▶ YOUR TASK
Exactly the lines from the top of the records below through the one containing "Where can the spruce" must be set down, with no line added or dropped.

Start of RECORD EXTRACTS

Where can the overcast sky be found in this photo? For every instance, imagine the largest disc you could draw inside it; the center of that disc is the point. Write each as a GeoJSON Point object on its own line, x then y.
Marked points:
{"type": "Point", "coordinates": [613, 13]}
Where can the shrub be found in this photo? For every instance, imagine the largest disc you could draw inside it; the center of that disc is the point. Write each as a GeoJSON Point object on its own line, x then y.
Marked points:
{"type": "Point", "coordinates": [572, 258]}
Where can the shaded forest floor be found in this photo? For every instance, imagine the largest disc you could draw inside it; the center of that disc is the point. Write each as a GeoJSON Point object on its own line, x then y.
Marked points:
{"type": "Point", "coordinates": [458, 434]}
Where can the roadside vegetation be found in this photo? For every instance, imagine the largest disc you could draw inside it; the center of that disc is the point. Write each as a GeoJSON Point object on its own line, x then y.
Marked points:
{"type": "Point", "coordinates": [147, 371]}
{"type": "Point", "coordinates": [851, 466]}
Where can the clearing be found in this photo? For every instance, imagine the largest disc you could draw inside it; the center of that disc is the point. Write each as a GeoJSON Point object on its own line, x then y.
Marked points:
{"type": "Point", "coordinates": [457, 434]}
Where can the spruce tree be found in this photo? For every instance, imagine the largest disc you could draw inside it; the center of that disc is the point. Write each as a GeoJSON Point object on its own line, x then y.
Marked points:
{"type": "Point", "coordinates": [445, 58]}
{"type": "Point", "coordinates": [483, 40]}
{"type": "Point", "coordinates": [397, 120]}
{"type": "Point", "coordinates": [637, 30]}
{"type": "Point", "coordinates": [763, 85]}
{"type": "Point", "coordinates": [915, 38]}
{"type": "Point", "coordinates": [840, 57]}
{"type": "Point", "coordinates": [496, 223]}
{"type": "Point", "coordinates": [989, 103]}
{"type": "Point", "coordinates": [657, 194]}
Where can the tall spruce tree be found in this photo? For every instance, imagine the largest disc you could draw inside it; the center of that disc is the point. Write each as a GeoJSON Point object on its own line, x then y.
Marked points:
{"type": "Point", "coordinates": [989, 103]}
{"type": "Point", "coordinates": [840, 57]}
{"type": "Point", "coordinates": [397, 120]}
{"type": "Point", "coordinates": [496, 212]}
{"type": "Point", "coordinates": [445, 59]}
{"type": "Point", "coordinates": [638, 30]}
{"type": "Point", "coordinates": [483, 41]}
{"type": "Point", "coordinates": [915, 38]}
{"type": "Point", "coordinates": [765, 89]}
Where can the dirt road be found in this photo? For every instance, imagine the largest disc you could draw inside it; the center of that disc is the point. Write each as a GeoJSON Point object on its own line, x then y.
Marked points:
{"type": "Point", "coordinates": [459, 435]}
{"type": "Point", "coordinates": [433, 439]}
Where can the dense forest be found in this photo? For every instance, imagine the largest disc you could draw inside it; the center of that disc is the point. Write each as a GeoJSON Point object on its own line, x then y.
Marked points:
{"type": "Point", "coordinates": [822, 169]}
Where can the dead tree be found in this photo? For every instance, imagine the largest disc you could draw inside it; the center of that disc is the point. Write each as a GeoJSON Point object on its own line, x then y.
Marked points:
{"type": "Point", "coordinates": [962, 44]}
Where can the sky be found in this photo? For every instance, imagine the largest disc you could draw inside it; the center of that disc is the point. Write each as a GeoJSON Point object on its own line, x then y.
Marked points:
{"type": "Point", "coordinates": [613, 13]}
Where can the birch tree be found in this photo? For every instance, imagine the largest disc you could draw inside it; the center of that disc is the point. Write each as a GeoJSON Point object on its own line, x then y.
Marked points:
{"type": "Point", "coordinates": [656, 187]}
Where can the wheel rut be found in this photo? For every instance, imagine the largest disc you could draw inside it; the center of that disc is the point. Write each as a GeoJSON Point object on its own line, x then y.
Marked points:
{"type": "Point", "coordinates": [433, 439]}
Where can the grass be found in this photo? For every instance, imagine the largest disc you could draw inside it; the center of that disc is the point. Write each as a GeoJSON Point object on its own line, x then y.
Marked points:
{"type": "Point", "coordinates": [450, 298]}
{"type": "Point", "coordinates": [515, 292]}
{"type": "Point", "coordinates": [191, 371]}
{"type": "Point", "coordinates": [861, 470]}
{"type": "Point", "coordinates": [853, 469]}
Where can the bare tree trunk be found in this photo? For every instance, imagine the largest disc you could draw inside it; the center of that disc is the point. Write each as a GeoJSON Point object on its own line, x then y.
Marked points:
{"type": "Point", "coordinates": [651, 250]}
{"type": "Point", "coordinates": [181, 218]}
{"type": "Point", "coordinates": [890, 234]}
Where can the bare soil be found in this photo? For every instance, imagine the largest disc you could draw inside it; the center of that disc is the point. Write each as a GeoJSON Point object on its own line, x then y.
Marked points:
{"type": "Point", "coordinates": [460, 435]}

End of RECORD EXTRACTS

▶ FINISHED TASK
Where can the overcast sky be found in this photo? For every instance, imagine the largest disc you could draw inside it; the center of that disc is the point. Write each as a GeoJSON Point object on its own line, x then y.
Marked points:
{"type": "Point", "coordinates": [613, 13]}
Where can the shrub be found in this photo? For every instance, imagine the largest disc you could draw inside it; the center of that disc is the point. Write each as a GeoJSON Point object on its own line, x then y.
Marked points:
{"type": "Point", "coordinates": [572, 258]}
Where can the shaded forest floor be found in this photo? For every instance, imagine the largest disc you could draw inside it; the center of that disc is the point. Write each as a GeoJSON Point object on its own line, x then y.
Marked points:
{"type": "Point", "coordinates": [458, 434]}
Where can the roadside vegetation be found in this photo? For every instance, imagine the largest disc you could draw inside it; the center of that disc is the point. Write each as a GeoJSON Point object on its own line, x then y.
Marked points:
{"type": "Point", "coordinates": [147, 371]}
{"type": "Point", "coordinates": [851, 466]}
Where can the clearing be found in this photo? For every instance, imagine the largest disc you could draw inside it; the center of that disc is the point. Write each as a GeoJSON Point object on its own line, x then y.
Marked points:
{"type": "Point", "coordinates": [457, 434]}
Where can the spruce tree be found in this photo? For every instance, imagine the largest disc you could draw inside it; the center of that disc is the point. Write each as a GeoJSON Point object on its own line, x then y.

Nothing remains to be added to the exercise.